EXERCISES TO COMPLETE.
**a.** Check each statement against the poetry newsletter. Answer yes or no, and quote the exact words that decide it: (i) The poem's speaker says there was a model to follow. (ii) The poem is shared as part of a month on the theme of resilience. (iii) The quotation at the top is credited to AA Milne.
**b.** In the poetry newsletter, write out again the part that opens with the words containing "i made it up" and closes with "and has failed.", substituting "road" for "bridge".

EXTRACT PROVIDED.
==================================================

Newsletter Poetry

celebrate with me

“Promise me you’ll always remember: You’re braver than you believe, and stronger than you seem, and smarter than you think.” — AA Milne

won’t you celebrate with me
By Lucille Clifton
won’t you celebrate with me
what i have shaped into
a kind of life? i had no model.
born in babylon
both nonwhite and woman
what did i see to be except myself?
i made it up
here on this bridge between
starshine and clay,
my one hand holding tight
my other hand; come celebrate
with me that everyday
something has tried to kill me
and has failed.

I love this poem … thought I might share it with you as part of our month exploring the theme of resilience.
Don’t we all have that thing that we were born which makes us different? I didn’t have models for queerness, for butchness, for non-binary expressions, for sacred intimacy, for kinky topping and play. I too had no model. And I love this question: “What did I see to be except myself?” Would that I could have that kind of resilience.

==================================================

DATASET EXTRACT.
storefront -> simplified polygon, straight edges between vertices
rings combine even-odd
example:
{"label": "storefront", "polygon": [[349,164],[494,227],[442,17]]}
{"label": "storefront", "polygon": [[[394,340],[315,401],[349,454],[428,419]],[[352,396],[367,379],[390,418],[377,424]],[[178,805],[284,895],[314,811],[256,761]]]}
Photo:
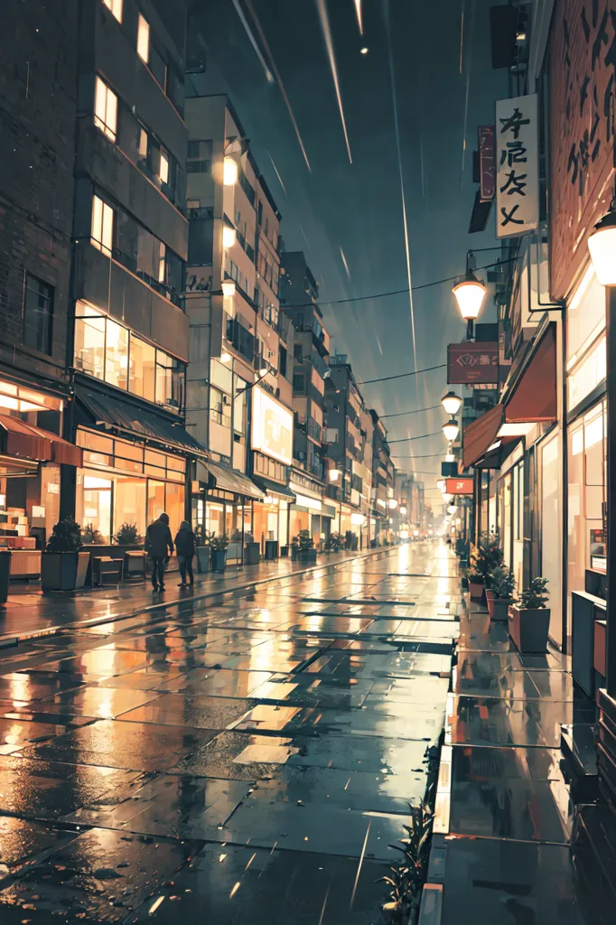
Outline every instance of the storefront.
{"label": "storefront", "polygon": [[60,466],[80,466],[81,450],[62,432],[64,400],[0,380],[0,547],[11,577],[37,577],[41,550],[60,515]]}
{"label": "storefront", "polygon": [[187,517],[192,462],[205,450],[171,417],[115,396],[78,390],[76,519],[84,542],[122,544],[133,527],[141,542],[164,512],[175,536]]}

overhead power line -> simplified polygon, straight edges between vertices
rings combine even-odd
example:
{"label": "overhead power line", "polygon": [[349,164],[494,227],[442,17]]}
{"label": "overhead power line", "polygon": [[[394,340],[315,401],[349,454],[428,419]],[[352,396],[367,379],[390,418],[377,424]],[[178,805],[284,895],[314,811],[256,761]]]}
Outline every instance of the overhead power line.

==================================================

RESULTS.
**a.**
(i) No: "i had no model."
(ii) Yes: "as part of our month exploring the theme of resilience."
(iii) Yes: "— AA Milne"

**b.**
i made it up
here on this road between
starshine and clay,
my one hand holding tight
my other hand; come celebrate
with me that everyday
something has tried to kill me
and has failed.